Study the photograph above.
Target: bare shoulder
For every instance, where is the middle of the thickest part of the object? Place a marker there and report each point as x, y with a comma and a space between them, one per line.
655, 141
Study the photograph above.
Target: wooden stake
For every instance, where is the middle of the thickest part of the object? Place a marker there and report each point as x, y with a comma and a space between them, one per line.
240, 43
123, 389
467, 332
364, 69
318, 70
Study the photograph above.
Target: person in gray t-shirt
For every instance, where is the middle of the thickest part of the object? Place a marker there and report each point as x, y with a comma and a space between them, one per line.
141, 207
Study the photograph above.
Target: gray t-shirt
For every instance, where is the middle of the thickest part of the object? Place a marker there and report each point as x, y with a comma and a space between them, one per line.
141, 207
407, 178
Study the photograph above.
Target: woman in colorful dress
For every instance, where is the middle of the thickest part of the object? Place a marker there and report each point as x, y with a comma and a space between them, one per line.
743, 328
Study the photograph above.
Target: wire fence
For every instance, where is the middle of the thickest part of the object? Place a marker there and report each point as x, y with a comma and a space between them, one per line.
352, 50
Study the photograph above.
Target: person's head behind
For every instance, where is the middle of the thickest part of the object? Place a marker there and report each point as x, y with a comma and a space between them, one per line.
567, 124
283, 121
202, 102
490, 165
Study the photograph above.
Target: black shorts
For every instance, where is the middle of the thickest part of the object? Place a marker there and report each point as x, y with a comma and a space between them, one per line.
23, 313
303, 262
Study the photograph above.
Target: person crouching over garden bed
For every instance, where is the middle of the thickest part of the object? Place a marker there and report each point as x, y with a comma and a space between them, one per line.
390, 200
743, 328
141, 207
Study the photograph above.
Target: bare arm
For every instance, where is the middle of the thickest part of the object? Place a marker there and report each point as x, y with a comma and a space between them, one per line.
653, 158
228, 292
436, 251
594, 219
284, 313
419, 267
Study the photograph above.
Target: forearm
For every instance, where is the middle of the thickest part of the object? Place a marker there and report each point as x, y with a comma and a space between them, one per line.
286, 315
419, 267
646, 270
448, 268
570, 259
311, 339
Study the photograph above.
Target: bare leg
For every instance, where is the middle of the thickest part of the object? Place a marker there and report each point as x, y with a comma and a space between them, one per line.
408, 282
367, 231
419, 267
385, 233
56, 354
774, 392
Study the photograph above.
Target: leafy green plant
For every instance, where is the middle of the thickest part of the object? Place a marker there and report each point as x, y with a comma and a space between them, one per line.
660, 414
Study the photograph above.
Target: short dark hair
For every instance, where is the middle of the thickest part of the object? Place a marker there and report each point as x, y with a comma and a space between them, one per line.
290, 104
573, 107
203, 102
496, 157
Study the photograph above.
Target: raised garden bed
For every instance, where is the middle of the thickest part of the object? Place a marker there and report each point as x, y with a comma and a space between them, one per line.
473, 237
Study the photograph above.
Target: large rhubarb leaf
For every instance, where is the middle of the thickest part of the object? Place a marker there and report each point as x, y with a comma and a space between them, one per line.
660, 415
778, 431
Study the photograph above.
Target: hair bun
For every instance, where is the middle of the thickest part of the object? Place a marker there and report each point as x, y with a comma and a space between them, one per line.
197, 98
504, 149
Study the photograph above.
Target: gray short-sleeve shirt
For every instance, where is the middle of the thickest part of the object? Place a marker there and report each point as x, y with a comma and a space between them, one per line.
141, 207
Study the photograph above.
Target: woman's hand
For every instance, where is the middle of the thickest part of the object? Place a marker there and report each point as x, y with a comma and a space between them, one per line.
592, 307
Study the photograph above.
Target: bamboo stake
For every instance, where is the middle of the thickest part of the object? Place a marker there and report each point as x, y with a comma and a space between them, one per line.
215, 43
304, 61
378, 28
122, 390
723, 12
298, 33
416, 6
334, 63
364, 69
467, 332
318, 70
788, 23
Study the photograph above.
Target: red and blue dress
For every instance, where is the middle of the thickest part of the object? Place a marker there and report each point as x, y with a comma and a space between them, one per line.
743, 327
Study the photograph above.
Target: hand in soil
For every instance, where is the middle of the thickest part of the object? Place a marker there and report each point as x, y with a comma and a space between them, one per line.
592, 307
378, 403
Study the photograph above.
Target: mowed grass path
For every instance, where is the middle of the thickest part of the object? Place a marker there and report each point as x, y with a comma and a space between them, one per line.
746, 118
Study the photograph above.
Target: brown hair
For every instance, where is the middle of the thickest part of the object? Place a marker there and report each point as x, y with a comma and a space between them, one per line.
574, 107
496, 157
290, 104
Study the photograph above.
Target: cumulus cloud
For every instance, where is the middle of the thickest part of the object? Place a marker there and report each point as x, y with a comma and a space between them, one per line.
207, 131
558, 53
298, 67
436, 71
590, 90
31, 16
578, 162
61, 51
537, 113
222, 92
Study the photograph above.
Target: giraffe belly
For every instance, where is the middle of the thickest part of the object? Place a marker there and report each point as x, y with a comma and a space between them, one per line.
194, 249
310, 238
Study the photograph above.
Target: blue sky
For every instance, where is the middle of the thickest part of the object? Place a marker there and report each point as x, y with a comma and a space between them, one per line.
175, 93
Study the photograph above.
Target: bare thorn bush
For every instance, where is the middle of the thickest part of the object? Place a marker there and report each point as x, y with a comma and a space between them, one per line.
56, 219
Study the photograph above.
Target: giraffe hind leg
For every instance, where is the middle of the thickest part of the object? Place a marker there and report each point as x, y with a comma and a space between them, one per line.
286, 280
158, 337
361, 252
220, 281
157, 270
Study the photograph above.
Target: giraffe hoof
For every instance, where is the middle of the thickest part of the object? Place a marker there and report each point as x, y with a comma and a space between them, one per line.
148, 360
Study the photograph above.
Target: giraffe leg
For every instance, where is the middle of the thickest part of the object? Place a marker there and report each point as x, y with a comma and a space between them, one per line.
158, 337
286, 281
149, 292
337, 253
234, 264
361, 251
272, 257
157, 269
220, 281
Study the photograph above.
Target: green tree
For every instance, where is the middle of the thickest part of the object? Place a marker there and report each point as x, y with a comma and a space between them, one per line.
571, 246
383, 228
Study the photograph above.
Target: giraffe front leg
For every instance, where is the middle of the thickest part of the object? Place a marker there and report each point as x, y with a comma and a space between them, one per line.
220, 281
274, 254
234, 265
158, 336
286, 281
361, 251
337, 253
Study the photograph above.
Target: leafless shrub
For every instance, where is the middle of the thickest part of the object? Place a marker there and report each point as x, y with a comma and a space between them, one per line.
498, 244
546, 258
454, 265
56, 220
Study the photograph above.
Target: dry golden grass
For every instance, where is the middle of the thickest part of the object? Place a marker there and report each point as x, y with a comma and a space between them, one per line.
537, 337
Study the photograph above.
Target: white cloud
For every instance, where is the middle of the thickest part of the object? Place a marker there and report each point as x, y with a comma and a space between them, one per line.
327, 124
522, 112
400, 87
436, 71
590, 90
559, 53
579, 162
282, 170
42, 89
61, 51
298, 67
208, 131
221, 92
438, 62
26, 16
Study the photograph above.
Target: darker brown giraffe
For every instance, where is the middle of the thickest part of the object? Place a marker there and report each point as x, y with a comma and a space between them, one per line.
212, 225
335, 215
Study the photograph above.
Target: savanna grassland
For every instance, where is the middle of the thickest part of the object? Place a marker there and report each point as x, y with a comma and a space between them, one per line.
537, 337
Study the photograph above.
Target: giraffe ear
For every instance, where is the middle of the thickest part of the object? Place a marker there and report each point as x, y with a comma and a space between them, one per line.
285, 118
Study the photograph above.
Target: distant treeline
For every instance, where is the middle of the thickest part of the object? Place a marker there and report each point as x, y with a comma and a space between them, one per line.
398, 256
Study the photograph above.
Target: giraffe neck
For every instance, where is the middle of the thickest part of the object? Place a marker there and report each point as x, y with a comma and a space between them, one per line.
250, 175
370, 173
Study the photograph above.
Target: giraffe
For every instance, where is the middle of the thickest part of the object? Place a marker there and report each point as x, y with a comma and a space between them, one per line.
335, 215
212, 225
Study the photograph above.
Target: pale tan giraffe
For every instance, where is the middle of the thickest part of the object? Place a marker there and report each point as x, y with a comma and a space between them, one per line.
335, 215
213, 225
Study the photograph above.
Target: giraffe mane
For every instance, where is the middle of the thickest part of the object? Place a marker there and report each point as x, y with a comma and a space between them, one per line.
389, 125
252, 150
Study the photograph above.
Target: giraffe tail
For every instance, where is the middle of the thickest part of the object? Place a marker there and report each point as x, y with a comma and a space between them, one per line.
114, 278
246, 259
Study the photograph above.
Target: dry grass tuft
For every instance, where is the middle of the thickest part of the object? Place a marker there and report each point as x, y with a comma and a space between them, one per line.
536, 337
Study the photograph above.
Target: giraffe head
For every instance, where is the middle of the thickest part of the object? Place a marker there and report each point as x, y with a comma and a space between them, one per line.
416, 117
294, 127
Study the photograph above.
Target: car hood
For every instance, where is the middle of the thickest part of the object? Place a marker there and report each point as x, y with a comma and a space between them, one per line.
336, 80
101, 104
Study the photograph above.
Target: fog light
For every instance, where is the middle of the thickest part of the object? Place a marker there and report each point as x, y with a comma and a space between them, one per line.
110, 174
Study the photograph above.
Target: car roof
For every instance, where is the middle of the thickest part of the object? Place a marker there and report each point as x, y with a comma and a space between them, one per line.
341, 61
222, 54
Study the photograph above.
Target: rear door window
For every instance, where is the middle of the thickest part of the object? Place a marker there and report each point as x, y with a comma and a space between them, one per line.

************

WHAT THE TASK REQUIRES – Pick out each line in the items above that contains the word "garden", and copy those lines. Uppercase and lowercase count as different.

RIGHT ANSWER –
Target: person crouching over garden bed
Target: raised garden bed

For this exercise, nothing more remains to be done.